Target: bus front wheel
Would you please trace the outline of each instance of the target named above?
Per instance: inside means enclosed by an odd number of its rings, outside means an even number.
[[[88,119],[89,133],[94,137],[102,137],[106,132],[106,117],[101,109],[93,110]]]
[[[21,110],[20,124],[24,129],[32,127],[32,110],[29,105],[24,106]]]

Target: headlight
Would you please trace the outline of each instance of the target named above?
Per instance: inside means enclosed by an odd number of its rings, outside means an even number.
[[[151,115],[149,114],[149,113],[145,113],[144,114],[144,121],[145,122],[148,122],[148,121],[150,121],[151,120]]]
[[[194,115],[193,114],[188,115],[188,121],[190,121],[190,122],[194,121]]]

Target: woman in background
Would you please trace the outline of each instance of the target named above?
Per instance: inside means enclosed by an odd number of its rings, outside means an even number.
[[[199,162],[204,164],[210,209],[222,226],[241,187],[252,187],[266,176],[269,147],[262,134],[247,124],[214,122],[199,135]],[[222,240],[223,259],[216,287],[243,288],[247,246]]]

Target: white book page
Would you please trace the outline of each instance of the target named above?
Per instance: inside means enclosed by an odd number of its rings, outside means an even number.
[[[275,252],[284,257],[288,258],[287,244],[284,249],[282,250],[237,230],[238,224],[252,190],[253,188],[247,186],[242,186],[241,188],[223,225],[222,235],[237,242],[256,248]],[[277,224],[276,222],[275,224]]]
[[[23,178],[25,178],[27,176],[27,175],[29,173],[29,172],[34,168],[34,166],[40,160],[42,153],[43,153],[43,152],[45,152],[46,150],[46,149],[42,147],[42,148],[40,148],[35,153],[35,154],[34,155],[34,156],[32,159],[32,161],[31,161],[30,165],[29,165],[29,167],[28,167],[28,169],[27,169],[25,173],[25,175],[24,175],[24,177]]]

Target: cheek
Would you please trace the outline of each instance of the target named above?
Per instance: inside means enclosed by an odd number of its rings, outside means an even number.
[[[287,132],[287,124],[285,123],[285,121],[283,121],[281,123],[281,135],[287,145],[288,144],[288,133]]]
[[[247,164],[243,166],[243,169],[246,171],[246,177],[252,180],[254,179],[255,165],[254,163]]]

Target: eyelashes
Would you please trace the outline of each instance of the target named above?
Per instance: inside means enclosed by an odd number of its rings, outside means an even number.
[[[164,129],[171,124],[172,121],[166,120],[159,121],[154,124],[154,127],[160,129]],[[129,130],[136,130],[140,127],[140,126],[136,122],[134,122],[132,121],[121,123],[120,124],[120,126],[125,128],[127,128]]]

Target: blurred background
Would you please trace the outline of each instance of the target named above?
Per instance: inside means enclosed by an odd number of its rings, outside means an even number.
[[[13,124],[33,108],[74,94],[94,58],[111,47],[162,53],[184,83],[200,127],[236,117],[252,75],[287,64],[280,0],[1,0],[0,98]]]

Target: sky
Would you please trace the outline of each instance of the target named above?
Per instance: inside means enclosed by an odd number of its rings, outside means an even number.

══════

Can you reproduce the listing above, switching "trace" to "draw" everywhere and keeping everything else the same?

-- Written solution --
Target: bus front wheel
Would you please draw the outline of each instance of the target named above?
Per instance: inside means enclosed by an odd number of its rings, outside means an even number.
[[[88,119],[89,133],[94,137],[102,137],[106,132],[106,117],[101,109],[93,110]]]
[[[21,110],[20,124],[24,129],[32,127],[32,110],[29,105],[24,106]]]

Target: headlight
Would you please draw the outline of each instance of the target named above?
Per instance: inside means enclosed by an odd number of its rings, outside means an even number.
[[[151,115],[149,114],[149,113],[145,113],[144,114],[144,121],[145,122],[148,122],[148,121],[150,121],[151,120]]]
[[[194,115],[193,114],[188,115],[188,121],[190,121],[190,122],[194,121]]]

Target: woman in background
Would you please draw the outline of each instance of the target named above?
Per instance: inside means enclosed by an odd number of its rings, outside means an even number.
[[[199,162],[204,164],[210,209],[222,226],[241,187],[252,187],[266,176],[269,147],[262,134],[247,124],[214,122],[199,135]],[[222,240],[223,259],[216,287],[243,288],[247,246]]]

Target: white book page
Would you please draw the outline of each instance of the target named above?
Per instance: inside means enclosed by an odd number of its rings, outside means an even number.
[[[275,252],[284,257],[288,258],[287,244],[284,249],[282,250],[237,230],[238,224],[252,190],[253,188],[247,186],[242,186],[241,188],[223,225],[222,235],[237,242],[256,248]],[[277,224],[276,222],[275,224]]]
[[[23,178],[25,178],[27,176],[27,175],[29,173],[29,172],[34,168],[34,166],[40,160],[42,153],[43,153],[43,152],[45,152],[46,150],[46,149],[42,147],[42,148],[40,148],[35,153],[35,154],[34,155],[34,156],[32,159],[32,161],[31,161],[30,165],[29,165],[29,167],[28,167],[28,169],[27,169],[25,173],[25,175],[24,175],[24,177]]]

Target: cheek
Would you please draw the outline of each instance of the target named above?
Per instance: inside means enclosed by an odd number of its rings, outside means an even number.
[[[287,132],[287,124],[285,123],[285,121],[283,121],[281,123],[281,135],[287,145],[288,144],[288,133]]]
[[[247,164],[243,166],[243,169],[246,171],[246,177],[252,180],[254,179],[255,165],[254,163]]]

Target: eyelashes
Would you please draw the outline of each instance of the target named above?
Per instance: inside means enclosed by an odd number of its rings, outside means an even number.
[[[164,129],[171,124],[172,121],[166,120],[159,121],[154,124],[154,127],[160,129]],[[129,130],[136,130],[140,127],[140,126],[136,122],[134,122],[132,121],[121,123],[120,124],[120,126],[125,128],[127,128]]]

Target: blurred background
Would you please draw the outline of each instance of the target named above?
Per instance: inside means enclosed by an odd number of its rings, outside means an even number.
[[[13,124],[33,108],[74,94],[94,58],[111,47],[162,53],[184,83],[200,127],[236,117],[252,75],[287,64],[280,0],[1,0],[0,98]]]

Target: sky
Would you please draw the outline of each instance of the target named above?
Per instance: inside means enclosed by an odd number of its rings, outside means an even number.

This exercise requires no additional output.